By far the most invented nationality of all, complete with the most artificially created state of all, is of course the American identity claimed by the United States. Newt did not reflect on this before his bigoted tirade - but America was created through a combination of colonisation, bribery and bloody conquest in terms of its territories and though the gradual and far from easy or completed amalgamation of scores of different ethnicities, destroying the cultural distinctiveness of its component parts far more completely than any other empire in history. And all in the last two and a bit centuries - the Palestinians, by contrast, can better that history by over a thousand years.

So, if Palestine has no right to exist, why does America have any right to exist either?

The people who calls themselves Palestinians are the same people who have lived in the area of Palestine for over fourteen centuries. For much of that time, they did not have their own state because they were part of larger empires, latterly the Ottoman Turkish Empire which collapsed at the end of the First World War. Palestine was then transferred to be a mandate of the British Empire and it was at this stage that the Balfour Declaration decided that Palestine could provide a homeland for Jewish people from other parts of the world. Many Jews had of course lived in the area for centuries alongside their Muslim and Christian neighbours, mostly in peace. But driven by the dreadful victimisation of the Nazi Holocaust, anti-semitism among Europeans, and in many cases their own religious fervour, since 1945, millions of other Jews from elsewhere in the world have emigrated to Israel, driving out Palestinian people who had lived there for centuries. And this was done on the spurious basis that their Jewish ancestors had lived there even earlier.

Coordinate labeling data
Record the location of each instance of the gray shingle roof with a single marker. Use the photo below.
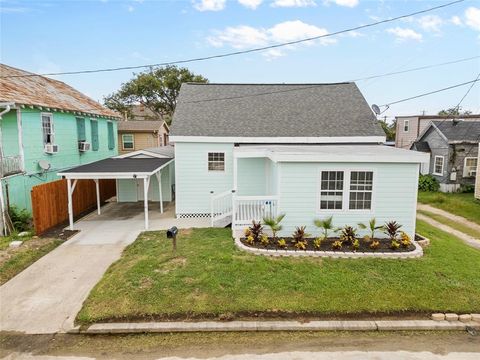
(273, 110)
(468, 130)
(120, 165)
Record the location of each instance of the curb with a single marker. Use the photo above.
(418, 252)
(249, 326)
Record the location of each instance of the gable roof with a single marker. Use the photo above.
(273, 110)
(455, 131)
(140, 125)
(20, 87)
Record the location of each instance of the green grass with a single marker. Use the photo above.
(456, 203)
(210, 277)
(453, 224)
(24, 258)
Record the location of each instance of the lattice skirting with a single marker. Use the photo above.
(193, 215)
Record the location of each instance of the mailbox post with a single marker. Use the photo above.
(172, 234)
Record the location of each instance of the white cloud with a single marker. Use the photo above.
(244, 37)
(209, 5)
(430, 23)
(403, 34)
(455, 20)
(347, 3)
(251, 4)
(472, 18)
(293, 3)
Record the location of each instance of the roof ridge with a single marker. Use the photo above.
(272, 84)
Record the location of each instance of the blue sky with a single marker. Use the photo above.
(54, 36)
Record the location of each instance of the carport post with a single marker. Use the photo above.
(146, 183)
(160, 195)
(97, 187)
(70, 190)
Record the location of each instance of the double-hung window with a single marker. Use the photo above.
(331, 190)
(47, 129)
(438, 165)
(470, 167)
(361, 187)
(216, 161)
(346, 190)
(128, 142)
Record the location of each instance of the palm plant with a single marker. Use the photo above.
(325, 224)
(274, 224)
(372, 226)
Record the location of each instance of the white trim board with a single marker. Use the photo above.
(280, 139)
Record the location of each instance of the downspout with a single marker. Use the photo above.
(8, 107)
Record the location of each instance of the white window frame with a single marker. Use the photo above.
(133, 142)
(434, 172)
(224, 161)
(465, 172)
(346, 192)
(52, 129)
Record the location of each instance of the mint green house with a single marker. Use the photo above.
(47, 126)
(245, 151)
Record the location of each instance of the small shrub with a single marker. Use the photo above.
(282, 243)
(394, 245)
(337, 245)
(317, 243)
(21, 219)
(348, 235)
(405, 240)
(264, 240)
(299, 234)
(428, 183)
(301, 245)
(355, 244)
(250, 240)
(391, 229)
(256, 230)
(274, 224)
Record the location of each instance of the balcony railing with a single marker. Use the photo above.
(10, 165)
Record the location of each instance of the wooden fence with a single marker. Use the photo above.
(50, 201)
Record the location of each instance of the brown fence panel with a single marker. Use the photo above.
(50, 201)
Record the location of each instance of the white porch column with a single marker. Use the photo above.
(70, 190)
(97, 188)
(146, 183)
(160, 195)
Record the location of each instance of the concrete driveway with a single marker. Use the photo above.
(46, 297)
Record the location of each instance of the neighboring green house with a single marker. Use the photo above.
(245, 151)
(47, 126)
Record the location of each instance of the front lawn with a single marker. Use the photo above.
(210, 278)
(456, 203)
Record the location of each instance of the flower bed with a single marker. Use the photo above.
(328, 245)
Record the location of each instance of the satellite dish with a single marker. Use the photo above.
(44, 164)
(376, 109)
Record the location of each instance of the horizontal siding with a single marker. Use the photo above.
(193, 181)
(395, 190)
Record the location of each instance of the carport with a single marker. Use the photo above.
(136, 167)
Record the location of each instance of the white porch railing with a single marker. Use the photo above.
(10, 165)
(249, 208)
(221, 208)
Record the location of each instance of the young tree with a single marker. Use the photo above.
(157, 89)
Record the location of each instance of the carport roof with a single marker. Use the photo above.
(117, 168)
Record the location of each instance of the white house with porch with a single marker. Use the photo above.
(245, 151)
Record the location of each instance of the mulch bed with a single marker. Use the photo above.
(326, 245)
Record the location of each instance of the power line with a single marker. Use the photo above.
(245, 51)
(416, 69)
(431, 92)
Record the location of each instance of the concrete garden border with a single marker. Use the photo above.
(418, 252)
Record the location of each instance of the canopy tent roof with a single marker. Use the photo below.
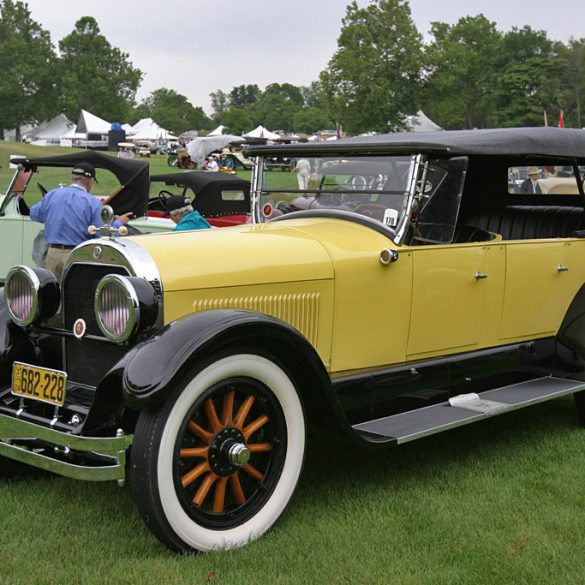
(261, 132)
(148, 129)
(218, 131)
(90, 124)
(52, 129)
(199, 148)
(420, 122)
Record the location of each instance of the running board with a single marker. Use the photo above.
(464, 409)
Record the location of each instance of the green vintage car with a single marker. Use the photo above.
(406, 290)
(35, 176)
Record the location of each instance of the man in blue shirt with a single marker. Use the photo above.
(67, 212)
(181, 212)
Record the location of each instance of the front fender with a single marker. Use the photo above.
(151, 370)
(14, 344)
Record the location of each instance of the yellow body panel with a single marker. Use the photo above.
(458, 295)
(325, 278)
(538, 289)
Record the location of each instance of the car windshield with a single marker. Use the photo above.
(376, 187)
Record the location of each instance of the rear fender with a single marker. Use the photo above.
(570, 352)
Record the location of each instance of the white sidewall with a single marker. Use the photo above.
(267, 372)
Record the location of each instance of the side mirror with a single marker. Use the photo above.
(107, 214)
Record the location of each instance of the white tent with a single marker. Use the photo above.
(199, 148)
(420, 122)
(91, 124)
(53, 130)
(148, 129)
(261, 132)
(218, 131)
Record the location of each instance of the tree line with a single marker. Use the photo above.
(466, 75)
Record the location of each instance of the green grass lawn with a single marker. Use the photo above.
(501, 502)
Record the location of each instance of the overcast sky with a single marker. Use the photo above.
(196, 46)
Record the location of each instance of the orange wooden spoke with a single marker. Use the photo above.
(237, 489)
(204, 488)
(259, 447)
(212, 415)
(254, 426)
(199, 431)
(194, 452)
(190, 477)
(252, 471)
(227, 413)
(219, 498)
(243, 412)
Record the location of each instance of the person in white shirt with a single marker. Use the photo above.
(210, 164)
(303, 170)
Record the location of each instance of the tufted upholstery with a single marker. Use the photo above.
(517, 222)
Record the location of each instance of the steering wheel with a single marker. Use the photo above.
(163, 195)
(373, 210)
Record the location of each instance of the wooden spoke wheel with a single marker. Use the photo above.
(217, 464)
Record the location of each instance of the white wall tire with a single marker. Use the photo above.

**Challenges:**
(A) Answer these questions using the passage on Palestinian and American identity.
(i) For how long does the passage say the people who call themselves Palestinians have lived in the area of Palestine?
(ii) Which empire was Palestine most recently part of before that empire collapsed at the end of the First World War?
(iii) Over what span of time does the passage say America was created?
(B) Carry on the passage on Palestinian and American identity, starting after its last sentence.

**Responses for each task:**
(A)
(i) For over fourteen centuries.
(ii) The Ottoman Turkish Empire.
(iii) The last two and a bit centuries.

(B)
Quite aside from the debate about how far back in history you can go to raise grievances, there is of course a lie peddled by the West, that the blood thirsty Muslim Arabs seized Israel and drove out the Jews and that the Christian Crusaders then made common cause with the Jews to retake the Holy Lands - and that their failure to do so was only put right by the creation of the State of Israel in 1948. Many American evangelicals even send donations to Israel today in this belief.

But the truth could not be further away - the Jewish disapora from the Roman province of Palestina began in the second century, driven by both the persecution and the opportunities provided by the then pagan Roman Empire. When the Muslim Arabs arrived in the area five centuries later, they were welcomed by Jews and dissident Christians as liberators from the increasingly monotheistic totalitarianism of the Christian Byzantine Empire. A whole five hundred years later, when the Crusaders turned up and briefly captured Jerusalem, the Warriors of the Cross of Jesus indiscriminately slaughtered the Jews, "heretic" Christians and Muslims who had jointly defended the city. It was one of the greatest massacres in recorded history. (Notably, when the Muslims retook the city a century later, exiled Jews flocked back to live there in peace and prosperity.)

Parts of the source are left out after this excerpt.